WHAT TO DO: Find the line in the entries below that contains "Target: boulder". Repeat it exactly, and every line after it through the line that contains "canopy, that would be wonderful.".
[RECORDED INFORMATION — start]
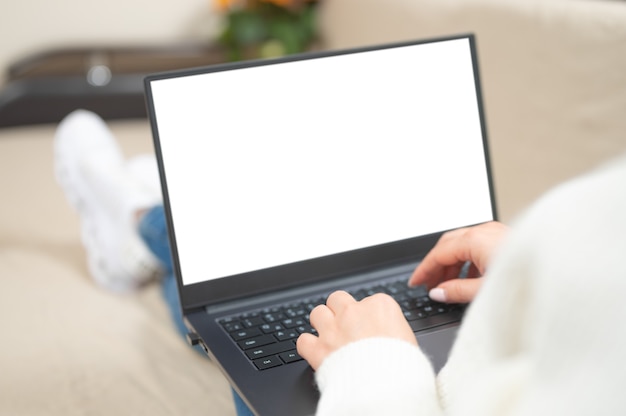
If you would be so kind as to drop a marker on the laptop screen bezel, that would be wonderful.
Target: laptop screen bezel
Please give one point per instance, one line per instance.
(312, 270)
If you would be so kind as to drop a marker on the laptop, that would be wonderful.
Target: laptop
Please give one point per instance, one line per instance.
(286, 179)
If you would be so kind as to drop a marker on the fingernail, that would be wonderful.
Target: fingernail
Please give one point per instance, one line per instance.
(437, 294)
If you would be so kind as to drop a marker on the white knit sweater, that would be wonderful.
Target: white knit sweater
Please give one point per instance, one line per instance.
(545, 336)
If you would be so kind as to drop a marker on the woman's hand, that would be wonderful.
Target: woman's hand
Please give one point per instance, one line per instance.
(344, 320)
(440, 269)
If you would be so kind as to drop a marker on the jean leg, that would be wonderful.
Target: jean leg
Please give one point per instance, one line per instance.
(153, 231)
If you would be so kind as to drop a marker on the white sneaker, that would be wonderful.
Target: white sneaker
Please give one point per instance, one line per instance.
(90, 168)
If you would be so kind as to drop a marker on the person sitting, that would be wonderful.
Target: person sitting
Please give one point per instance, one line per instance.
(543, 335)
(119, 203)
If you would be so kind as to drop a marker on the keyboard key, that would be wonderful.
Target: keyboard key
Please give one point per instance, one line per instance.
(268, 362)
(285, 335)
(270, 328)
(290, 356)
(252, 322)
(245, 333)
(433, 321)
(413, 315)
(233, 326)
(261, 340)
(270, 349)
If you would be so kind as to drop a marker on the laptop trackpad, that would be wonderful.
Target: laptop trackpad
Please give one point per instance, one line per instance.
(436, 345)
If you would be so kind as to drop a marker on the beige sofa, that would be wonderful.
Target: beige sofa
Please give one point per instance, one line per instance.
(554, 77)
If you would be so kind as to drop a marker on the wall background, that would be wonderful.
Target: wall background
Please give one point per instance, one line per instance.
(30, 26)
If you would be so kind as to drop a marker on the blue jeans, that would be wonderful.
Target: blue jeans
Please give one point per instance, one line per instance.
(153, 231)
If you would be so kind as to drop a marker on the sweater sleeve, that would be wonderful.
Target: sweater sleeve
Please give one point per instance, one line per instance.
(377, 376)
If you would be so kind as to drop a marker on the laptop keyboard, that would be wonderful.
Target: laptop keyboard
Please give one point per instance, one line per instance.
(268, 336)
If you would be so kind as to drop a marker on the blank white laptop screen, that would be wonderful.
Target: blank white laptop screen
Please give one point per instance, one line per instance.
(280, 163)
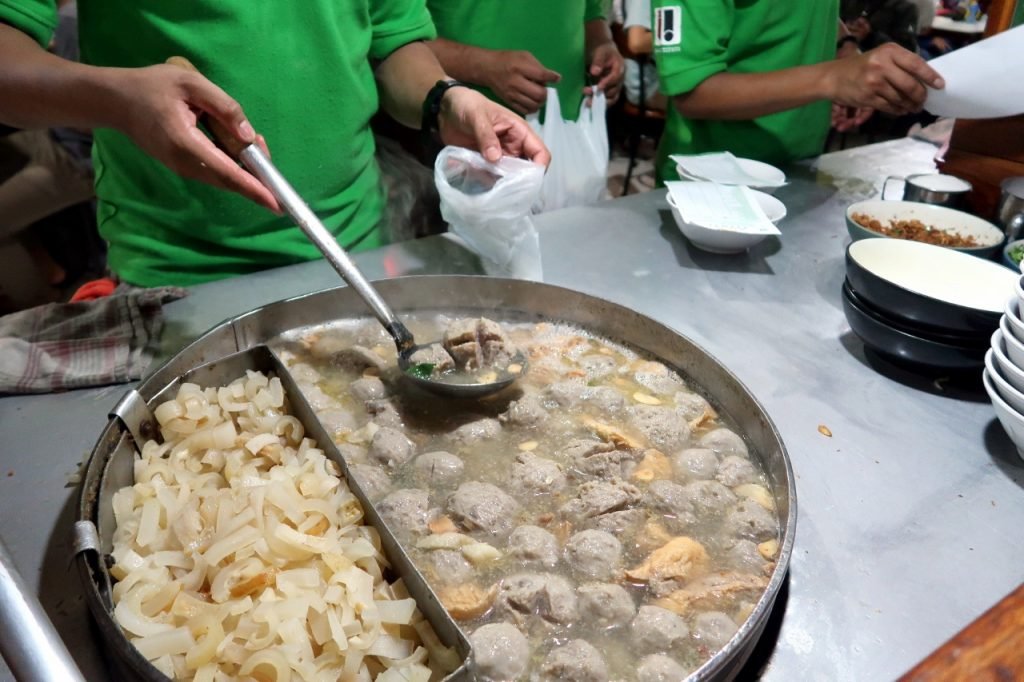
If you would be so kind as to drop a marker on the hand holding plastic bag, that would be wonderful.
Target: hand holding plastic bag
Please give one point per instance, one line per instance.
(488, 207)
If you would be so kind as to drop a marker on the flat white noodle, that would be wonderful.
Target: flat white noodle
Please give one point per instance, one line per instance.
(240, 552)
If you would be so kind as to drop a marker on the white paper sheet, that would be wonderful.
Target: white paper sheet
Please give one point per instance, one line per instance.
(721, 167)
(983, 81)
(721, 207)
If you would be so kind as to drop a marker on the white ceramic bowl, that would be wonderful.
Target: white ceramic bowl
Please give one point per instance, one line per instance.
(771, 177)
(1012, 422)
(1013, 345)
(1013, 316)
(1010, 372)
(988, 237)
(1013, 396)
(727, 241)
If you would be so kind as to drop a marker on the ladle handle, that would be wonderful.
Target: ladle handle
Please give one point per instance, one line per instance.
(253, 158)
(29, 642)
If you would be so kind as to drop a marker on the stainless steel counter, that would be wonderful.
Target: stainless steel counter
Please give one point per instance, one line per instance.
(909, 513)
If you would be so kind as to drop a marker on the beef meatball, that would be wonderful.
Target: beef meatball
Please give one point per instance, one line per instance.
(604, 604)
(710, 497)
(751, 520)
(390, 448)
(406, 511)
(714, 629)
(658, 668)
(527, 411)
(438, 468)
(735, 471)
(657, 630)
(525, 596)
(695, 464)
(534, 545)
(483, 508)
(724, 442)
(500, 652)
(594, 554)
(659, 425)
(368, 388)
(576, 662)
(534, 475)
(673, 500)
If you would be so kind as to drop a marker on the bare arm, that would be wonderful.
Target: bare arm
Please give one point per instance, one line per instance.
(888, 78)
(639, 40)
(467, 118)
(158, 107)
(515, 76)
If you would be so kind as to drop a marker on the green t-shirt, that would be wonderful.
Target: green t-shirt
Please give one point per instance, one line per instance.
(301, 71)
(695, 39)
(550, 30)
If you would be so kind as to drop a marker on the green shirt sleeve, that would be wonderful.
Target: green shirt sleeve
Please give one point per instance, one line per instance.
(396, 23)
(691, 41)
(38, 18)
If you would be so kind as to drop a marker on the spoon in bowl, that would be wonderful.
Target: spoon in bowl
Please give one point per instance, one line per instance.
(454, 384)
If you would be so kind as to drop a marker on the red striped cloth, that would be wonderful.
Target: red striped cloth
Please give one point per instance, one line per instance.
(88, 343)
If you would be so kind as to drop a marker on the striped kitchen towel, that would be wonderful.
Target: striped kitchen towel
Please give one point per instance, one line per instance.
(89, 343)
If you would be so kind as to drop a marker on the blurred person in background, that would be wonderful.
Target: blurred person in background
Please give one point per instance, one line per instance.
(760, 79)
(512, 51)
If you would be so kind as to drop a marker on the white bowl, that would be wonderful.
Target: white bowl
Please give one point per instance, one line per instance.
(1010, 372)
(1004, 387)
(770, 178)
(727, 241)
(1014, 317)
(1012, 422)
(1013, 345)
(988, 237)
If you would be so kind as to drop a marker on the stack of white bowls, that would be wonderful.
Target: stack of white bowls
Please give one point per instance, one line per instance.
(1005, 370)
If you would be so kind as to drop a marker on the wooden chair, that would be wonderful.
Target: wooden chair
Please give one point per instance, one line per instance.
(639, 120)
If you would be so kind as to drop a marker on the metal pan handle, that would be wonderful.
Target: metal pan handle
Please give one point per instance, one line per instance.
(30, 644)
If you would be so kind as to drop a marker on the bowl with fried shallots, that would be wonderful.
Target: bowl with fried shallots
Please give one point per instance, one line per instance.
(924, 222)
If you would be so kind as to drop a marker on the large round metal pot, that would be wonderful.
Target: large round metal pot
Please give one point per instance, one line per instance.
(464, 295)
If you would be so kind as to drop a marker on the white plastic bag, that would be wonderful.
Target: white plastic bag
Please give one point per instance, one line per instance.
(488, 207)
(578, 174)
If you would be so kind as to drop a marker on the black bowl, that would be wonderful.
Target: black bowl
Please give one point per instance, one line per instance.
(902, 344)
(924, 312)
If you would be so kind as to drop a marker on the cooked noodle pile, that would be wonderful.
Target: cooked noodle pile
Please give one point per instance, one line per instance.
(241, 554)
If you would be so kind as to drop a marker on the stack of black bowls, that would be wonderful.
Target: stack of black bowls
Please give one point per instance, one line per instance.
(912, 328)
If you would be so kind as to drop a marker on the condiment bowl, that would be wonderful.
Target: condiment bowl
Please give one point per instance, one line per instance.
(988, 237)
(1012, 421)
(727, 241)
(1015, 347)
(1010, 372)
(929, 286)
(1013, 396)
(1013, 317)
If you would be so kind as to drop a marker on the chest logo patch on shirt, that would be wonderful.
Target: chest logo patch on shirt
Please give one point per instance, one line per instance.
(667, 29)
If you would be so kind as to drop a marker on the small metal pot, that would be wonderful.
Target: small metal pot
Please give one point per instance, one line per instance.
(936, 188)
(1011, 210)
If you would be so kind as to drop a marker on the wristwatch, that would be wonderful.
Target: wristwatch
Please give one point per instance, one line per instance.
(429, 126)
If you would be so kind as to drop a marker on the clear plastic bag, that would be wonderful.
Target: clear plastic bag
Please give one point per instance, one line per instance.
(578, 174)
(488, 206)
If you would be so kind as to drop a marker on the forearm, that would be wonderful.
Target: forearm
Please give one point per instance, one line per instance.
(406, 78)
(41, 90)
(464, 62)
(596, 34)
(743, 96)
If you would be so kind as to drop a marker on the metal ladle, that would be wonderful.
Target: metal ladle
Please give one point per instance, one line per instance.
(253, 158)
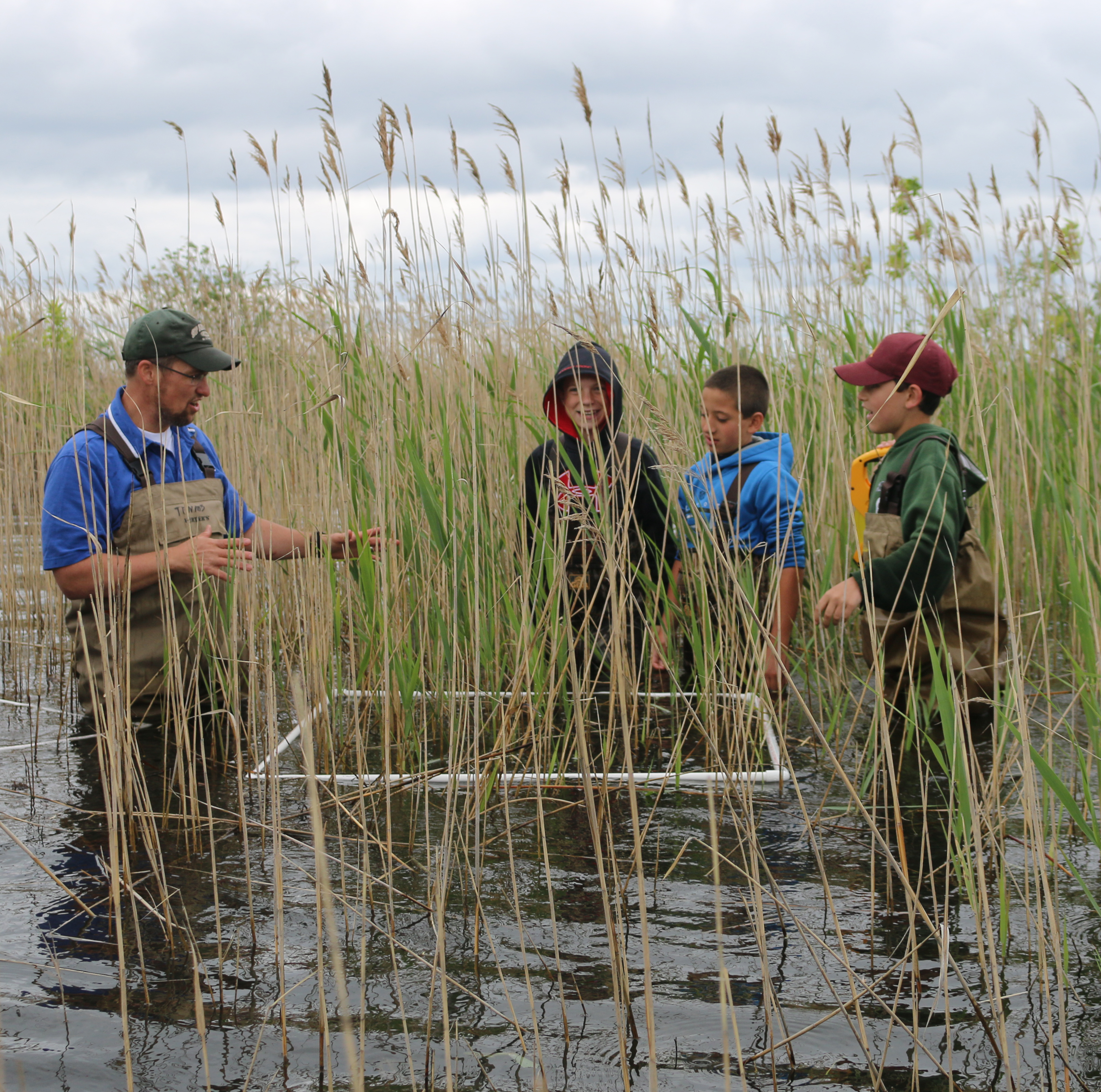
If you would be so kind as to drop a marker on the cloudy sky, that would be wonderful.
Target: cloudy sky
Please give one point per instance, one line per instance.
(86, 90)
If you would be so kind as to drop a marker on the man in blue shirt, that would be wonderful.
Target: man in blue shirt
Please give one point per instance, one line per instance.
(140, 528)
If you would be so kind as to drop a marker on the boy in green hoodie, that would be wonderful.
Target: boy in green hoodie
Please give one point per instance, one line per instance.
(922, 567)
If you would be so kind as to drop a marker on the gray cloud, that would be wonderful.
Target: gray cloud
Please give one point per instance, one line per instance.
(85, 91)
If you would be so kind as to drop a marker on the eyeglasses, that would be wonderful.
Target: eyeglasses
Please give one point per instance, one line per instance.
(193, 378)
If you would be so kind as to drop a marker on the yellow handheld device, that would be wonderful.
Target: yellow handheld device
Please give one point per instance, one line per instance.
(860, 486)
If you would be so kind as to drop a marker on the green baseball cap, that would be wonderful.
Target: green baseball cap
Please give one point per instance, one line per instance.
(169, 333)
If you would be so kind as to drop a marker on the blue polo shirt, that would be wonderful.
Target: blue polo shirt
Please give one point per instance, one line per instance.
(89, 487)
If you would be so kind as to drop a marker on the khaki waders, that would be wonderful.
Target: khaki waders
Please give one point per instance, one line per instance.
(152, 646)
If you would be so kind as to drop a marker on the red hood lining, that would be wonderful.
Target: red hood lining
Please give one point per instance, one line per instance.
(556, 412)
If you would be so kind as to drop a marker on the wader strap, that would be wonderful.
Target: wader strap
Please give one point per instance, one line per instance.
(896, 482)
(206, 464)
(621, 445)
(732, 501)
(106, 431)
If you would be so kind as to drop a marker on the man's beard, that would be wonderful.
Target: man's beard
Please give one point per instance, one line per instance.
(170, 420)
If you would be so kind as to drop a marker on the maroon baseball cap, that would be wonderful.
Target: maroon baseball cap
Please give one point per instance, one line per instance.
(934, 371)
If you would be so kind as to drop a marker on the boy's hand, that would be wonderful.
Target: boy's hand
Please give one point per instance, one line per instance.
(773, 676)
(658, 648)
(839, 604)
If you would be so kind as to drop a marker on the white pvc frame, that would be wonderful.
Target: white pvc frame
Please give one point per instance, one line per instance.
(776, 775)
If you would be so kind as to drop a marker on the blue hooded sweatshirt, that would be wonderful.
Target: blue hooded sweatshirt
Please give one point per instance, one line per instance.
(769, 518)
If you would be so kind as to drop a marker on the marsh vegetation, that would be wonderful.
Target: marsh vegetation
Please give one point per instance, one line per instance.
(896, 916)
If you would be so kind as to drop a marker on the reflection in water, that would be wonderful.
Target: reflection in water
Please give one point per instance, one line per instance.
(530, 944)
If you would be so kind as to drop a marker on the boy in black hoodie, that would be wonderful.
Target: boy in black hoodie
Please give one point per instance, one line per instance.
(597, 507)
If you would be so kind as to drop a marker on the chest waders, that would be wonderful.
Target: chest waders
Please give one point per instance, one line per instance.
(967, 624)
(602, 555)
(150, 644)
(728, 594)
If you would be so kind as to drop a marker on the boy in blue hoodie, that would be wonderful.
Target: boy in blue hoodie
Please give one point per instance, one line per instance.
(744, 497)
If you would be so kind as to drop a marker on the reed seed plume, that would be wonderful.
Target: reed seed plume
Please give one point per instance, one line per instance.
(427, 837)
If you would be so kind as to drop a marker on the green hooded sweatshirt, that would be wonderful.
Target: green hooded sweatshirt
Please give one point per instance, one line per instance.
(934, 514)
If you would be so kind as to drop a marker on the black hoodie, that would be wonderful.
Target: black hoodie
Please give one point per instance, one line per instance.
(638, 472)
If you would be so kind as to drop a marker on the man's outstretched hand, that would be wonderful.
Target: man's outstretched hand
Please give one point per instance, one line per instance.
(344, 545)
(211, 556)
(839, 604)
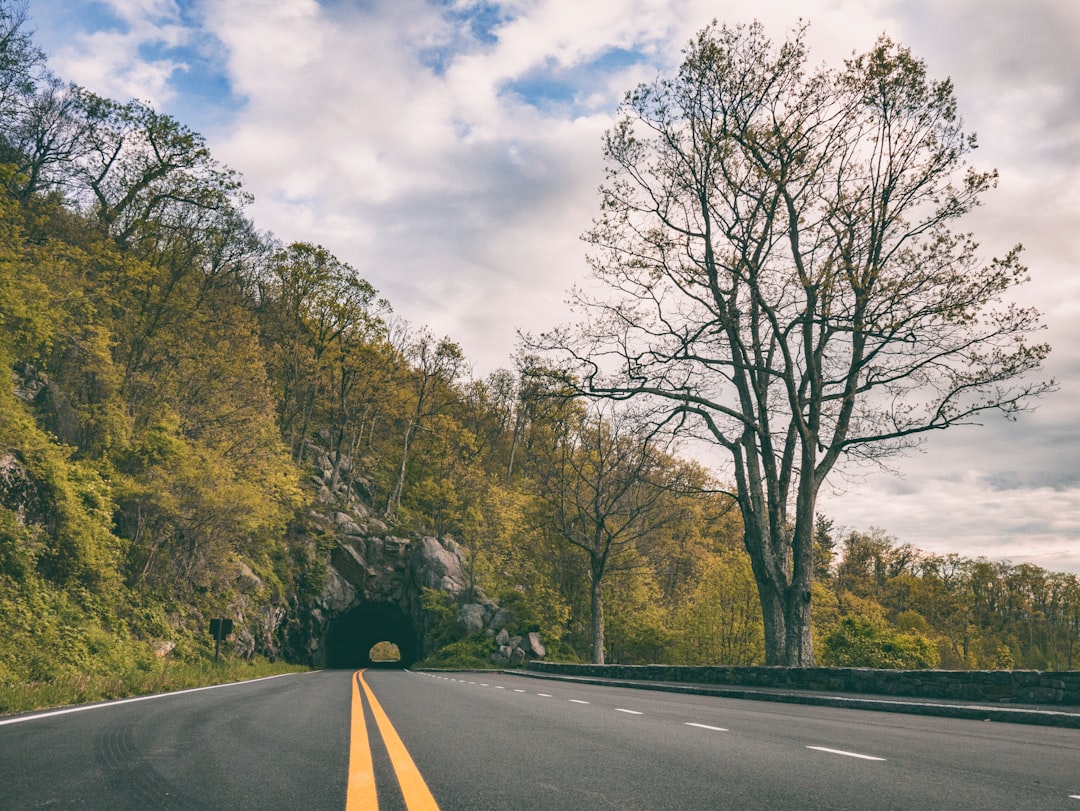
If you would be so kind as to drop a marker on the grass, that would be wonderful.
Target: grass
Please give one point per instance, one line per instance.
(69, 688)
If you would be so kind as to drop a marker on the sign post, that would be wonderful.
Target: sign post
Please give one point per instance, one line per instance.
(219, 630)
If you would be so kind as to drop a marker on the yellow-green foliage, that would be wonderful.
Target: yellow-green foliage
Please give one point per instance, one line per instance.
(856, 641)
(720, 623)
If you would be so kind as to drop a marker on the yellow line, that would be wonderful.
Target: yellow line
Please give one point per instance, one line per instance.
(414, 789)
(361, 795)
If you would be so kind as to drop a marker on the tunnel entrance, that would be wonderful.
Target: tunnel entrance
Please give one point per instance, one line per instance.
(351, 637)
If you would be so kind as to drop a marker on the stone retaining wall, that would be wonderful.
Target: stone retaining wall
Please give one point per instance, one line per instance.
(1021, 687)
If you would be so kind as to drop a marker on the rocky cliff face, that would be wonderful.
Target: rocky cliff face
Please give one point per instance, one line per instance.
(375, 581)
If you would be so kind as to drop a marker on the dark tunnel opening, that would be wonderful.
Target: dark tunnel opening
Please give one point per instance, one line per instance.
(351, 636)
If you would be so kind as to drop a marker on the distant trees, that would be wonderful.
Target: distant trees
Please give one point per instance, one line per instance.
(172, 375)
(785, 282)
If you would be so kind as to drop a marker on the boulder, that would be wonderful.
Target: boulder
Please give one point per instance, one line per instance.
(536, 646)
(471, 618)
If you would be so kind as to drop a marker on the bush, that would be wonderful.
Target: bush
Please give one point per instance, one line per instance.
(860, 643)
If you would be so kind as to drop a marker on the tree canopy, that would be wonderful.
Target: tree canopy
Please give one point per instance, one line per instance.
(784, 280)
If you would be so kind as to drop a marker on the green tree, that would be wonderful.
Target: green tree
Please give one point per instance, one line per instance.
(786, 282)
(604, 482)
(861, 643)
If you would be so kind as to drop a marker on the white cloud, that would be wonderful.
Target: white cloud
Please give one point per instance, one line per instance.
(382, 130)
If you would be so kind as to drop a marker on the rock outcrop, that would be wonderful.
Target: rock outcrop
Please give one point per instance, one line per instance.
(370, 566)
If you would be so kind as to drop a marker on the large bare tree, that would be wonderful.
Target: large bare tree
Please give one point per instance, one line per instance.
(783, 279)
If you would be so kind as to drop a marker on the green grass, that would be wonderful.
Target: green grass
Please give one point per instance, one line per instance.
(67, 689)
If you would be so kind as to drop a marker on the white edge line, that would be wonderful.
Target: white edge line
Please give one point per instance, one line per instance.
(846, 754)
(84, 707)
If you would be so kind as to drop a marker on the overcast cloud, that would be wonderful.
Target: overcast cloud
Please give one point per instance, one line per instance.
(450, 151)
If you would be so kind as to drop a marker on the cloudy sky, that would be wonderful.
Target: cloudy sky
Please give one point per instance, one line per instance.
(450, 151)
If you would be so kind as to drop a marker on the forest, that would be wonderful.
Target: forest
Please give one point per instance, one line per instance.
(169, 367)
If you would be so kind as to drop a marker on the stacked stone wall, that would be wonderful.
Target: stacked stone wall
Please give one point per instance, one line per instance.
(1020, 687)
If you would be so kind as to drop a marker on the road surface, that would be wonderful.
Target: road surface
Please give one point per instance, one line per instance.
(386, 740)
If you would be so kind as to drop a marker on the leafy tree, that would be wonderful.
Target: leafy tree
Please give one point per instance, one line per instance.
(861, 643)
(604, 484)
(786, 282)
(436, 366)
(721, 621)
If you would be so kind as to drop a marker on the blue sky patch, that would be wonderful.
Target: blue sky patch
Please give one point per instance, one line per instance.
(555, 86)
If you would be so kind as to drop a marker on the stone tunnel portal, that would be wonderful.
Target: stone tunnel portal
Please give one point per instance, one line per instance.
(351, 636)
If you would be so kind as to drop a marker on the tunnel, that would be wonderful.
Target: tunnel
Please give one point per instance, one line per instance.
(351, 636)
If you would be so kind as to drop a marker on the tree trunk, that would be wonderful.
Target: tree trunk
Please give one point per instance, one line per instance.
(597, 612)
(773, 617)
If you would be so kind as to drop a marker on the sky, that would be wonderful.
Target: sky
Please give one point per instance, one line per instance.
(450, 151)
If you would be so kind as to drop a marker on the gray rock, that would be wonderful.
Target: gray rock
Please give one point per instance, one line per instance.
(471, 618)
(536, 646)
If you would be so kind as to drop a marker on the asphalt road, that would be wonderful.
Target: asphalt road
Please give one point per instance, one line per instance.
(498, 742)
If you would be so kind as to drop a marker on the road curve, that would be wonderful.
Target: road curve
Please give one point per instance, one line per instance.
(495, 741)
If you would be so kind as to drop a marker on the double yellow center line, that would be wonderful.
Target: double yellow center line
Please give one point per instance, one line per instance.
(362, 795)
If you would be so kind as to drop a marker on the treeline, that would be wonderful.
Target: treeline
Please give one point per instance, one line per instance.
(892, 605)
(171, 367)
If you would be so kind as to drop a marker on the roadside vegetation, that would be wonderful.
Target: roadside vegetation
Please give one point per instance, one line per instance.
(169, 367)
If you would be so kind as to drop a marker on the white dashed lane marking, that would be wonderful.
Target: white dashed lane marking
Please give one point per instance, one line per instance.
(845, 754)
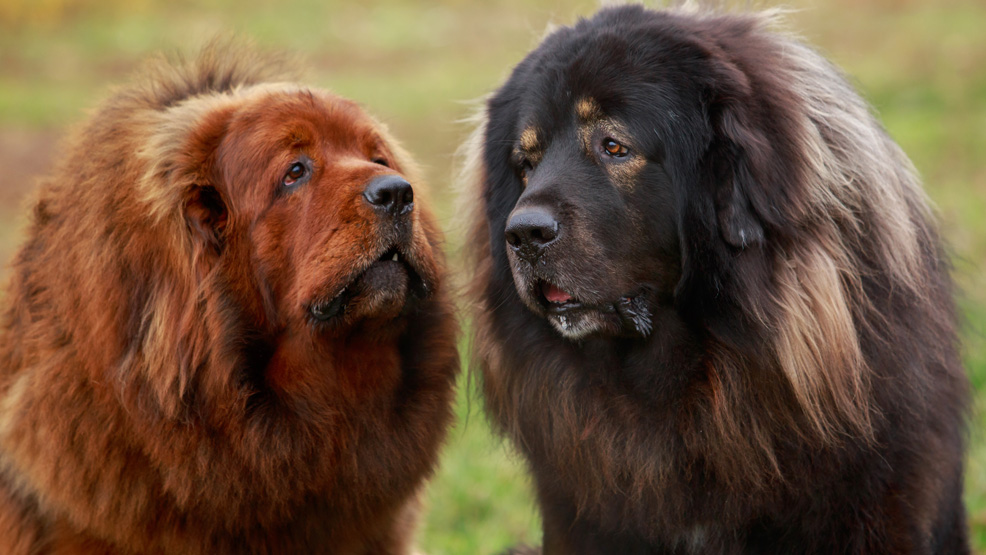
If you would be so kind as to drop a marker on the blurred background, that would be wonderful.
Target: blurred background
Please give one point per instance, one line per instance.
[RECORDED INFORMATION — finish]
ANSWER SECTION:
Target: boulder
Please give one point per instance, one line per instance.
(536, 646)
(471, 618)
If you would be so kind as to drop a marker on the bush, that would be wonderful.
Target: bush
Please give one point per instance, one line per instance.
(860, 643)
If you would be so kind as to drop a marker on the tree canopy, that would be wonderful.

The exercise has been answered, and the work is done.